**Exercise goal**. Copy out the entries below exactly as they stand, but only from the line containing "box: [862, 737, 957, 850]" through the line containing "negative clicks: (1005, 844) (974, 770)".

==*==

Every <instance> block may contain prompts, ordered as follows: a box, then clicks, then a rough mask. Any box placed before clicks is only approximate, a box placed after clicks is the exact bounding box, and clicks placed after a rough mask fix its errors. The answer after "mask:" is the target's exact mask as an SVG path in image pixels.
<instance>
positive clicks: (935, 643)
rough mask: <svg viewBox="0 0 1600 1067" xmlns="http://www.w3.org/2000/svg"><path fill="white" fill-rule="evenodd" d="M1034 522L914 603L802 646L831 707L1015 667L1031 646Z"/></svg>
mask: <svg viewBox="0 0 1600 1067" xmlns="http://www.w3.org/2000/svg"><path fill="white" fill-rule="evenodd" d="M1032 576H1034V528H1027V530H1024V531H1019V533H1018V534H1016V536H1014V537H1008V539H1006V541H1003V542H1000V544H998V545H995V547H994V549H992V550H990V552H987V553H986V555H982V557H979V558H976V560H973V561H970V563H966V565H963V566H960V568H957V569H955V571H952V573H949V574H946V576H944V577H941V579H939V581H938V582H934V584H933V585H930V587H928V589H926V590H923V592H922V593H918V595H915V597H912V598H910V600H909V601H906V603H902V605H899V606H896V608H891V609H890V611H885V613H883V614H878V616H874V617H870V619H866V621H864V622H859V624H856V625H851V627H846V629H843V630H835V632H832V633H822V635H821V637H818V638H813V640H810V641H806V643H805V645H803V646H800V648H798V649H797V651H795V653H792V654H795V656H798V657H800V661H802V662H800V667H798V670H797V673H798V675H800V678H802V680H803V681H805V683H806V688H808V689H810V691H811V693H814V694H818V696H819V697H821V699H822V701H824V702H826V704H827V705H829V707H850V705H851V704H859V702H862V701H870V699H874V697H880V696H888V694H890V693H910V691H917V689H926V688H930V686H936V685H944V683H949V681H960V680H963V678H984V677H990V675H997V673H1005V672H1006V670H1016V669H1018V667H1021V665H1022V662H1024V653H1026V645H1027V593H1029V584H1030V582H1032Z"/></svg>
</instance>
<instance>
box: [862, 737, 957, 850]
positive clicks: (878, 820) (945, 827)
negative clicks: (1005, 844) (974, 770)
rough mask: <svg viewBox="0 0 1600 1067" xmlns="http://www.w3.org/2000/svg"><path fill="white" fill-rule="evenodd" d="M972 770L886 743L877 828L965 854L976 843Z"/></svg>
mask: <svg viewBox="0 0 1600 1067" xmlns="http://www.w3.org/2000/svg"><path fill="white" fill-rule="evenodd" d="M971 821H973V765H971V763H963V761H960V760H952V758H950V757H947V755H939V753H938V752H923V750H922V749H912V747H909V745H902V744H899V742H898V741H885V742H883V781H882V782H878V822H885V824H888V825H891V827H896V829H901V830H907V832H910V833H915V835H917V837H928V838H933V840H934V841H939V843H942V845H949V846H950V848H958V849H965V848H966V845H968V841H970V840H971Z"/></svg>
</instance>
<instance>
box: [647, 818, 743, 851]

==*==

**Response area**.
box: [862, 737, 957, 850]
positive clicks: (878, 820) (945, 827)
negative clicks: (1005, 844) (974, 770)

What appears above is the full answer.